Region labeling records
* Begin *
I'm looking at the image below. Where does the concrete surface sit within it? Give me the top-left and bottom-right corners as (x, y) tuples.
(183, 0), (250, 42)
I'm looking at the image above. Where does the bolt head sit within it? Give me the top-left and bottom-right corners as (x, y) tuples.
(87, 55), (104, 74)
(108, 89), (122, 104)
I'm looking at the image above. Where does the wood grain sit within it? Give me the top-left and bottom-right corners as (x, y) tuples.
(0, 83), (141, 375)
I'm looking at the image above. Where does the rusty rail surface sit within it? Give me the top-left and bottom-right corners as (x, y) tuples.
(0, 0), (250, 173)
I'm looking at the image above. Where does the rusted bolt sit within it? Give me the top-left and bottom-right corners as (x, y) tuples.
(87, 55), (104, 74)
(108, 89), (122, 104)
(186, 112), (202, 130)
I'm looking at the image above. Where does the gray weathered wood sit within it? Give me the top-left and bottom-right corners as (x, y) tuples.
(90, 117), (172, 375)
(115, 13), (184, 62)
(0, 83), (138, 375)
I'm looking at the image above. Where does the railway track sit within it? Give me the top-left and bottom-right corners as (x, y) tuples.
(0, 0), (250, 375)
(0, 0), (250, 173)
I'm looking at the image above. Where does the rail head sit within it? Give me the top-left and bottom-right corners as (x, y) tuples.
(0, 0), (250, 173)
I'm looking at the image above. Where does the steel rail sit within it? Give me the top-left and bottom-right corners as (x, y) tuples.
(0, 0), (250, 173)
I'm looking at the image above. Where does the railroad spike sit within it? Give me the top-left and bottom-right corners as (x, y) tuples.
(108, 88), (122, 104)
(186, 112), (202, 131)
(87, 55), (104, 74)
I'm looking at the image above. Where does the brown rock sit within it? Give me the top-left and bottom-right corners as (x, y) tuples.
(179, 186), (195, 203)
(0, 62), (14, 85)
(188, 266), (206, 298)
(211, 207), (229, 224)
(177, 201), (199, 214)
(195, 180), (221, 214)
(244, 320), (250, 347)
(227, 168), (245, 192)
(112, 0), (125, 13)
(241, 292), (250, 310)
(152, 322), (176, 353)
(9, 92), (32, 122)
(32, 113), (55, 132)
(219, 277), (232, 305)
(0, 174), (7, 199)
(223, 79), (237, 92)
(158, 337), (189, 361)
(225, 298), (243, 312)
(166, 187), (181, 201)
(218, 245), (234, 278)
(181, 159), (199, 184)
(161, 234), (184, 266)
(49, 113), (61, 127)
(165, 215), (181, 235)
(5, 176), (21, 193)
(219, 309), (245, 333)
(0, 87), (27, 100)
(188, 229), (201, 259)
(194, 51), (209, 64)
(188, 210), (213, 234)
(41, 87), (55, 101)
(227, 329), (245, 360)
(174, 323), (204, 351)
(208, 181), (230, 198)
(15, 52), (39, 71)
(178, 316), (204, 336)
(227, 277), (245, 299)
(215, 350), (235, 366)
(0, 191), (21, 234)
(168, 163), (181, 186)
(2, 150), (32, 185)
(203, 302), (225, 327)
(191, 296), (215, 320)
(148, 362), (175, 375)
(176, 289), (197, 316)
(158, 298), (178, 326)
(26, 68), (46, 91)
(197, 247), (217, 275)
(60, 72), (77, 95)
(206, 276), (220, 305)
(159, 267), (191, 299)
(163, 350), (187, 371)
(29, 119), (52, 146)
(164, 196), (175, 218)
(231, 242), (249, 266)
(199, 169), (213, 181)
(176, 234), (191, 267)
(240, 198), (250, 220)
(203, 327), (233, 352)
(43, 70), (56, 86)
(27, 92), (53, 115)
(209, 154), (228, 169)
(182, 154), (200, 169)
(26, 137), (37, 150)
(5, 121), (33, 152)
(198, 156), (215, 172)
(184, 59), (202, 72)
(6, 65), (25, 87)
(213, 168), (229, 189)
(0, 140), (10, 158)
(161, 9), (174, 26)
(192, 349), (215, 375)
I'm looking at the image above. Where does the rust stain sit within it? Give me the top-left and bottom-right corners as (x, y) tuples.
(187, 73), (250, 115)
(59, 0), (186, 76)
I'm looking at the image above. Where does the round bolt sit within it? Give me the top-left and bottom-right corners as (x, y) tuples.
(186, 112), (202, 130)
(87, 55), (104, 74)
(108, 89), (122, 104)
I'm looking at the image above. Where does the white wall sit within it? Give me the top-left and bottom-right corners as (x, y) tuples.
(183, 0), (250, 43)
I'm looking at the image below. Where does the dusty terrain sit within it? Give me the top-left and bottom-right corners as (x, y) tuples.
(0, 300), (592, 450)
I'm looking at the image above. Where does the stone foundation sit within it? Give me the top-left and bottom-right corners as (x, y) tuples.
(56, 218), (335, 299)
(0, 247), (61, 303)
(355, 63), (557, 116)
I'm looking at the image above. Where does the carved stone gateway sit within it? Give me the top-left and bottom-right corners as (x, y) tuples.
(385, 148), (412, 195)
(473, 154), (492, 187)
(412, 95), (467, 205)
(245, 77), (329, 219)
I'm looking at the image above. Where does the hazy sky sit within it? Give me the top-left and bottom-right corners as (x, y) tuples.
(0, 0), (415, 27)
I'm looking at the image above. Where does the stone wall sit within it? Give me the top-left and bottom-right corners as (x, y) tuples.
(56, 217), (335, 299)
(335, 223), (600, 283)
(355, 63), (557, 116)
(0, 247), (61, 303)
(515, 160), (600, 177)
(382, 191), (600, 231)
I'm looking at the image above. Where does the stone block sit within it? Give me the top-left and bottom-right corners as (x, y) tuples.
* End *
== Set exercise ==
Rewrite the lines starting with the one containing "I'm looking at the image above. Where does the hazy" and going on through the one containing "(0, 0), (415, 27)", keeping the item text unchanged and increasing every coordinate in the answers by 117.

== Response to this exercise ==
I'm looking at the image above. Where does the hazy sky sit within it? Give me the top-left and bottom-right corners as (x, y) tuples.
(117, 117), (532, 144)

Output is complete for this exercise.